» **ABOUT THIS EXERCISE**
For each record here, output an exact copy.

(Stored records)
- Opening Delimiter -

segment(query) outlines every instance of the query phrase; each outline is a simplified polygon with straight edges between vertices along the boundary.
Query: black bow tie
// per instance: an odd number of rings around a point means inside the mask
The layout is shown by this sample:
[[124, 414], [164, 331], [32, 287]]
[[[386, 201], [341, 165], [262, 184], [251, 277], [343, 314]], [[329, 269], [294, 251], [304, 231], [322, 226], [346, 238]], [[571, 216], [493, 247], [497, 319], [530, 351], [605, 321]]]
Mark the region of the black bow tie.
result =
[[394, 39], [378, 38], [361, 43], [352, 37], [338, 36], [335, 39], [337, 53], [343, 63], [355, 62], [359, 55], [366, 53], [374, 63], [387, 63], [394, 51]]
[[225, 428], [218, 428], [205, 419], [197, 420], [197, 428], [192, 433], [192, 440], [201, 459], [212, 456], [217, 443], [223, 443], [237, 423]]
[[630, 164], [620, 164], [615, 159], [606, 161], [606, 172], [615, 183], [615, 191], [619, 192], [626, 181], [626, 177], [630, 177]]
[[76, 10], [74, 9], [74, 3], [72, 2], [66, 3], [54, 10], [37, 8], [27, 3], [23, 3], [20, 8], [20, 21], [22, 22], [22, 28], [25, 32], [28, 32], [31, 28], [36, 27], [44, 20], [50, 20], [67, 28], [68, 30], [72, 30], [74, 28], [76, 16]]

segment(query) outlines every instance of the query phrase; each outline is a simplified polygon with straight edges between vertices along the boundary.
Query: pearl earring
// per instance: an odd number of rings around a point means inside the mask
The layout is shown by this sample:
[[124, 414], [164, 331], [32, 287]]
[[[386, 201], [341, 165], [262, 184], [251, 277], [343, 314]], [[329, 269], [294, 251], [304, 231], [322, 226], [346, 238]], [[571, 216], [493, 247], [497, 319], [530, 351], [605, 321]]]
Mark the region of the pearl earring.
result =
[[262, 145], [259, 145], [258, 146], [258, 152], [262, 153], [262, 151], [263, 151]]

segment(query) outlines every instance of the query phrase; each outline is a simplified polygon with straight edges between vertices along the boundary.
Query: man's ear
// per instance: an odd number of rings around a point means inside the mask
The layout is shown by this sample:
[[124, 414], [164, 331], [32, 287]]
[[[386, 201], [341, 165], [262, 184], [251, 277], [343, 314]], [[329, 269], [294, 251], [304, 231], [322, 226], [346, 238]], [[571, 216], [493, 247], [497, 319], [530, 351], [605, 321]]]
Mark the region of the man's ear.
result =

- Closing Delimiter -

» **WRITTEN SOLUTION**
segment(query) outlines every instance of the query phrase; each outline is a simplified polygon with straight edges between vertices along the boundary.
Query: black bow tie
// per instance: an odd number of rings around a point means inside the mask
The layout is shown by this sample:
[[124, 414], [164, 331], [32, 287]]
[[[386, 201], [341, 165], [262, 184], [251, 277], [343, 314]], [[329, 269], [294, 251], [304, 231], [322, 226], [346, 238]], [[571, 216], [493, 247], [497, 319], [530, 351], [605, 321]]]
Mark the region of the black bow tie.
result =
[[394, 39], [378, 38], [361, 43], [352, 37], [338, 36], [335, 39], [337, 53], [343, 63], [355, 62], [359, 55], [366, 53], [374, 63], [387, 63], [394, 51]]
[[225, 428], [218, 428], [205, 419], [197, 420], [197, 428], [192, 433], [192, 440], [201, 459], [212, 456], [217, 443], [223, 443], [237, 423]]
[[630, 164], [620, 164], [615, 159], [606, 161], [606, 172], [615, 183], [615, 191], [619, 192], [626, 181], [626, 177], [630, 177]]
[[76, 10], [74, 9], [74, 3], [72, 2], [66, 3], [54, 10], [37, 8], [27, 3], [23, 3], [20, 8], [20, 21], [22, 22], [22, 28], [25, 32], [28, 32], [31, 28], [36, 27], [44, 20], [50, 20], [67, 28], [68, 30], [72, 30], [74, 28], [76, 16]]

segment(query) outlines every instance of the query phrase; each outline is a simplified polygon with straight edges between vertices along the boundary.
Query: pearl earring
// per instance: an odd number of rings around a point means inside the mask
The layout is shown by this sample:
[[124, 414], [164, 331], [32, 287]]
[[[386, 201], [341, 165], [262, 184], [251, 277], [343, 314]], [[329, 269], [294, 251], [304, 231], [322, 226], [346, 238]], [[571, 216], [493, 247], [497, 319], [530, 351], [605, 321]]]
Mark the region of the pearl earring.
result =
[[262, 145], [259, 145], [258, 146], [258, 152], [262, 153], [262, 151], [263, 151]]

segment(query) outlines every instance of the query phrase; each outline is a simplified polygon with straight edges between vertices along the boundary.
Query: man's ear
// per instance: an odd number of rings around a point means inside the mask
The layout is shown by this sample:
[[124, 414], [164, 331], [32, 287]]
[[[386, 201], [341, 165], [262, 184], [251, 277], [343, 314]], [[329, 269], [294, 251], [304, 231], [322, 226], [346, 238]], [[571, 216], [493, 247], [497, 319], [530, 351], [605, 321]]]
Mark the region of the man's ear.
result =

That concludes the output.